Region pointing data:
--------------------

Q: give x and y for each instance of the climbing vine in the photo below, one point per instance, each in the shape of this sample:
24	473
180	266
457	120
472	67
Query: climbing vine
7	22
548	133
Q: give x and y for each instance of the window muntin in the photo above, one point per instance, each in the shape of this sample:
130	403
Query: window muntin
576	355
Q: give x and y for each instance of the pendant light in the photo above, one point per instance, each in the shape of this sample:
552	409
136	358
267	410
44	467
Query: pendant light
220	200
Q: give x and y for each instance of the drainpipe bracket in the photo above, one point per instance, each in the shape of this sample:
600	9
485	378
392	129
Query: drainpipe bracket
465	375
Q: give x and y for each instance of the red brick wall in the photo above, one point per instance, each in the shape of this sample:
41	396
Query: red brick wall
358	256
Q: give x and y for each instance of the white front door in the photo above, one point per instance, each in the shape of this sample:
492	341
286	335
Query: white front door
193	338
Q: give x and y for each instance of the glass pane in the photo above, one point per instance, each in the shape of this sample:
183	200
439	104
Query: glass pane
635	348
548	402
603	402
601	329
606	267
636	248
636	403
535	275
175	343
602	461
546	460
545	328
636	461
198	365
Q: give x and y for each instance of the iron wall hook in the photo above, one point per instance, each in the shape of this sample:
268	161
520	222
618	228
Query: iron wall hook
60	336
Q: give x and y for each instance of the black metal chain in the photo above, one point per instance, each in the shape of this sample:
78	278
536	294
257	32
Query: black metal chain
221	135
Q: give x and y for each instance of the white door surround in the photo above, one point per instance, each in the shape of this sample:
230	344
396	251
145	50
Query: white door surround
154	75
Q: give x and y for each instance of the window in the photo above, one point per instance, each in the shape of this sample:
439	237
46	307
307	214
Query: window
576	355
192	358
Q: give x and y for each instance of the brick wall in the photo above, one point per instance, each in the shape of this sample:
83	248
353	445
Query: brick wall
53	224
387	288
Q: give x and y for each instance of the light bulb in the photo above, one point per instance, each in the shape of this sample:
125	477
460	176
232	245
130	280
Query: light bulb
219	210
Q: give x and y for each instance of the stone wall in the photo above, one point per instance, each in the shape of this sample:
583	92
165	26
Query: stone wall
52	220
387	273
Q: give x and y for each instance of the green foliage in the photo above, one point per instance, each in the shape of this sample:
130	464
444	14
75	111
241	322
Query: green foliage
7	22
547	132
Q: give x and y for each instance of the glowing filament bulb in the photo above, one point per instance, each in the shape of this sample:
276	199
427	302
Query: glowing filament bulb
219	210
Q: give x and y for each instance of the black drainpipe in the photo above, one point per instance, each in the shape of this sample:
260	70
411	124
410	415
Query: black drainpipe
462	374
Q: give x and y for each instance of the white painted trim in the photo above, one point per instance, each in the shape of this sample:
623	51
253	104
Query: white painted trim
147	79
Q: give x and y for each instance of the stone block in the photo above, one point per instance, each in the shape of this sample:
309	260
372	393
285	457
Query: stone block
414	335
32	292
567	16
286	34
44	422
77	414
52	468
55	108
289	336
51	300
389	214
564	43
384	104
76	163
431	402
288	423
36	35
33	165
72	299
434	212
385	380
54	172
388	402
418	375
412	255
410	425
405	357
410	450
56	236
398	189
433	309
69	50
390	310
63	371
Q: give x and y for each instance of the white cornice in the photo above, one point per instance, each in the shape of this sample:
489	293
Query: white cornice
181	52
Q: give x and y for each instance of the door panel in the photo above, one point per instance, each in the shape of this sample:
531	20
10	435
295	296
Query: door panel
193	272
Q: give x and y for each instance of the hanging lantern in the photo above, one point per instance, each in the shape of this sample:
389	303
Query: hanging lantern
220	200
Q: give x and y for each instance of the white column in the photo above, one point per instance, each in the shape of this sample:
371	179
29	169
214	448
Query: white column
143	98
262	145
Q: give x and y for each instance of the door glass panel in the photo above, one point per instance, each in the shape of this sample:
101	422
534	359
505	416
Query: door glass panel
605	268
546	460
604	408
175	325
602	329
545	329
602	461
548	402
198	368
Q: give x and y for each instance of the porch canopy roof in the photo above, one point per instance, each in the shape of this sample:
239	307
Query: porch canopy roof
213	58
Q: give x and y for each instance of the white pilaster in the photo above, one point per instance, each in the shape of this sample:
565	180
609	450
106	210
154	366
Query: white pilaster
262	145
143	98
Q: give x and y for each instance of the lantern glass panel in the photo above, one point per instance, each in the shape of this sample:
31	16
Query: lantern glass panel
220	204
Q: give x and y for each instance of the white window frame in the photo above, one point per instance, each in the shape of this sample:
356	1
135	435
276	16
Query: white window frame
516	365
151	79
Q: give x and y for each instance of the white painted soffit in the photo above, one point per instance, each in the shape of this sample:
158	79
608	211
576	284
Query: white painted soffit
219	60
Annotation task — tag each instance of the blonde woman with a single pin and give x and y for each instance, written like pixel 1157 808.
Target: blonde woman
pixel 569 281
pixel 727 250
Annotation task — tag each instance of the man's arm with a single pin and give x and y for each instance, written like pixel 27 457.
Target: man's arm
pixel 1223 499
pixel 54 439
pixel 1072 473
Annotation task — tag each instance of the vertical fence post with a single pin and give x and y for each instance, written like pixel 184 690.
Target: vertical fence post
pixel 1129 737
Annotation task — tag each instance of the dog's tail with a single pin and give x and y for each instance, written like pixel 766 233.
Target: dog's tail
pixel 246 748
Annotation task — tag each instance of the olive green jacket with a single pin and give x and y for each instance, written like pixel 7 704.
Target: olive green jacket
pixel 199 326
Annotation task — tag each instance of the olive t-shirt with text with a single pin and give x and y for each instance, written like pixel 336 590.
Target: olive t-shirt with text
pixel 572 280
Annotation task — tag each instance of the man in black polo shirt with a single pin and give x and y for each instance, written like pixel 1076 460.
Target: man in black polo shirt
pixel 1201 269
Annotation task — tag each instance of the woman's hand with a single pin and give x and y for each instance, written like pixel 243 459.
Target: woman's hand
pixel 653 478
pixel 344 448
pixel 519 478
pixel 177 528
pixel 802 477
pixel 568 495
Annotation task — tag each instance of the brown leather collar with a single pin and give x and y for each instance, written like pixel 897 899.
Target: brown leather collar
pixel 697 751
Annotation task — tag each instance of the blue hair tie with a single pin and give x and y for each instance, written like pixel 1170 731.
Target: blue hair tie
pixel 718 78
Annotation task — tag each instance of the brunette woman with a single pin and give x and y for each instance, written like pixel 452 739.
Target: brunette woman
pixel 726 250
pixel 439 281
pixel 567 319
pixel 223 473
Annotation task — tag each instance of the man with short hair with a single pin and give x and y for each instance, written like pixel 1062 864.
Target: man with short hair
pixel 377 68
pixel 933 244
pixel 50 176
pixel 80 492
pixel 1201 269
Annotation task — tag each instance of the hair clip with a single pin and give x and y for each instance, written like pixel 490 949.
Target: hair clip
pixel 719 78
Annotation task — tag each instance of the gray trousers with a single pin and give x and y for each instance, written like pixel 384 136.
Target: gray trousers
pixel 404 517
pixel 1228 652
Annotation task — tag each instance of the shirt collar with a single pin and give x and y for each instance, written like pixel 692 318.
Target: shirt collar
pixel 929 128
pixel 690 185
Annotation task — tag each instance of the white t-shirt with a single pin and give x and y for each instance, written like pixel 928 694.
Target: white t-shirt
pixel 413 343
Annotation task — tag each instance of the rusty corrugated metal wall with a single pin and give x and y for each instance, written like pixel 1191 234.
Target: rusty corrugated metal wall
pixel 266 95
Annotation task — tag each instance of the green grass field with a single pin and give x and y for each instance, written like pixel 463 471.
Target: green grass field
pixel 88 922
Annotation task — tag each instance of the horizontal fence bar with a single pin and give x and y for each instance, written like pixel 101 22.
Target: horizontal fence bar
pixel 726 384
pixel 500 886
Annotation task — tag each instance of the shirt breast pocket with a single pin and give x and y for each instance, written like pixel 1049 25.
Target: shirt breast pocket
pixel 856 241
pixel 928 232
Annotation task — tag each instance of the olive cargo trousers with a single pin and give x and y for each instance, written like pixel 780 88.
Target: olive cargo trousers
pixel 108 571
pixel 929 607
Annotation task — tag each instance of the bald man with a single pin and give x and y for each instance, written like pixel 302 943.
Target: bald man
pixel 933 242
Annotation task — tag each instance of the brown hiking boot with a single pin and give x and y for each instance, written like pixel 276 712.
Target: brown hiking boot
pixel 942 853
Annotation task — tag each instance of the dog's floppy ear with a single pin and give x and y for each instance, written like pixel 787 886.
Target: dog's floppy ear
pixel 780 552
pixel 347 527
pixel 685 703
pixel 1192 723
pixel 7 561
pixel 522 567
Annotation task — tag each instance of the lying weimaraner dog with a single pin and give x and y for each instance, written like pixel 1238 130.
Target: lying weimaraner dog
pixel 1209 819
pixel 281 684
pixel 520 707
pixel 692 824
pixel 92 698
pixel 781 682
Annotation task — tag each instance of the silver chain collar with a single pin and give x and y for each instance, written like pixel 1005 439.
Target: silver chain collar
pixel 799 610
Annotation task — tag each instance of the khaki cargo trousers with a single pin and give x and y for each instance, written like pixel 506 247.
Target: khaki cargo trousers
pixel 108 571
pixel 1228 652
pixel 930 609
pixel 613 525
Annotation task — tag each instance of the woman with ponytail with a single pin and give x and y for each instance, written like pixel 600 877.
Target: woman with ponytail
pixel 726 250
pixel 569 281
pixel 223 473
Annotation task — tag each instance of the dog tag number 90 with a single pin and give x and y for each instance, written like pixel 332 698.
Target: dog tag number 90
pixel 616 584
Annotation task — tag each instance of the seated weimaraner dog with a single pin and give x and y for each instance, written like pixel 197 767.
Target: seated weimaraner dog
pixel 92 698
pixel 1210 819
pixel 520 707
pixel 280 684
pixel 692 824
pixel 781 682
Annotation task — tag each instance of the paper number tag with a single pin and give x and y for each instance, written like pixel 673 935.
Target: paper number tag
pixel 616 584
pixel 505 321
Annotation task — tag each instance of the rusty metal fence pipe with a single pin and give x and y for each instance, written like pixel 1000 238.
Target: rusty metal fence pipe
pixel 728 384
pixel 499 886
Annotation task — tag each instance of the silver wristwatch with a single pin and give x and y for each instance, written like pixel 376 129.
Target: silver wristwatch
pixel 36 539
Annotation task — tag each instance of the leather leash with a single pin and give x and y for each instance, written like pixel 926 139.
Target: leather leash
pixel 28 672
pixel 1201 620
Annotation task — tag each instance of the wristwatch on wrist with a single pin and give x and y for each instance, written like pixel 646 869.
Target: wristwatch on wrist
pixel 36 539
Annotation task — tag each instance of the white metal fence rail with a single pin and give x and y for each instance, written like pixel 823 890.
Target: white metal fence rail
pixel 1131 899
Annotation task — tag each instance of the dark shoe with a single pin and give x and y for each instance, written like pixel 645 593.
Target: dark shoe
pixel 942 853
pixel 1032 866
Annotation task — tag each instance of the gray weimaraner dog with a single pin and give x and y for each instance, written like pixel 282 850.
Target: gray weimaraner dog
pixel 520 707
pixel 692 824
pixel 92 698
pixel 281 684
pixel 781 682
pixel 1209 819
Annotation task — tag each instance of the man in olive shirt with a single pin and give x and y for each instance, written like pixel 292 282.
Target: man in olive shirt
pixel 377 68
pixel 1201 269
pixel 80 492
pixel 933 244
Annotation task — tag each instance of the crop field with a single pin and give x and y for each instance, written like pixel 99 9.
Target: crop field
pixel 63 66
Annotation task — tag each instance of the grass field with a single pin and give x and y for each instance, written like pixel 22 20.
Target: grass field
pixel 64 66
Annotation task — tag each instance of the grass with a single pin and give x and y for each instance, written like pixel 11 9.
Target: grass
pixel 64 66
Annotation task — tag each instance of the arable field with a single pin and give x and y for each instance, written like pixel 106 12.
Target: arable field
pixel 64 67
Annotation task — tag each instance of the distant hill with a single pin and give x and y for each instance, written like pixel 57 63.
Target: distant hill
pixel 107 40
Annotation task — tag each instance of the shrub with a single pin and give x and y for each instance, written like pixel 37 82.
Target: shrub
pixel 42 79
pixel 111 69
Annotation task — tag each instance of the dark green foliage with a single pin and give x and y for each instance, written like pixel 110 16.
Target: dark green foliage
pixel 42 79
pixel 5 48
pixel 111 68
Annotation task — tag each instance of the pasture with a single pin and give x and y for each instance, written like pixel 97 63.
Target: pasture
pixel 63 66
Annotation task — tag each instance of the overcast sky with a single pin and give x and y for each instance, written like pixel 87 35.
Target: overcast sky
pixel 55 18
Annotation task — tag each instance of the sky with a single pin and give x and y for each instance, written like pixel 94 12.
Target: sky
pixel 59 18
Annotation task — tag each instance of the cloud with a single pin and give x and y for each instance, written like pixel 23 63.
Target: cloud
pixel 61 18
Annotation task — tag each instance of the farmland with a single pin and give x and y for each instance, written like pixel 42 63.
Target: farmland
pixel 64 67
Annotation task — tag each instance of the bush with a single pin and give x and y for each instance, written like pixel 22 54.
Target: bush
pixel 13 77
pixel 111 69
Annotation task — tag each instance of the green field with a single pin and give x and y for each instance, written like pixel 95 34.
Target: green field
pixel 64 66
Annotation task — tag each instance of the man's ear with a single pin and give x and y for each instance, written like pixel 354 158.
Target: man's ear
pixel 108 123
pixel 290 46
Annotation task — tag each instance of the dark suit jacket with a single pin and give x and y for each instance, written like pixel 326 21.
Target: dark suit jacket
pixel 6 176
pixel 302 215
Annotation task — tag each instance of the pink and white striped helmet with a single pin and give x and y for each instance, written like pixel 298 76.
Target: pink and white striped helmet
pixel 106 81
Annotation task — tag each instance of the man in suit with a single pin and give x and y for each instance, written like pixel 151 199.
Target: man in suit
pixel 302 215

--------------------

Assignment: Your task for the entries above: copy exactly the span starting with the line with "the white pilaster" and going on through the line with "Annotation task — tag each instance of the man's arm", both lines included, and nothing else.

Task response:
Q: give x and y for each instance of the white pilaster in the photo above, one point per instance, each in the shape of this sample:
565	180
609	450
106	210
154	366
Query: white pilaster
262	145
143	98
Q: give x and y for each instance of the lantern glass panel in the photo above, one point per instance, each in the shape of this sample:
31	16
Query: lantern glass panel
220	204
Q: give x and y for each instance of the white window frame in the photo above, one point per instance, each in the shape of this sample:
356	1
135	435
276	16
Query: white window frame
516	365
151	79
Q: give x and y for each instance of the white painted soffit in the photo above, one point per instance, each in the shape of this sample:
158	79
608	211
576	284
Query: white painted soffit
219	60
Annotation task — tag each instance of the blonde woman with a single pin and give x and y for each instance, written like pixel 1157 808.
Target: blonde woman
pixel 569 281
pixel 727 250
Annotation task — tag each instance of the man's arm with a single pin and give x and y for each instance, written like pixel 27 457.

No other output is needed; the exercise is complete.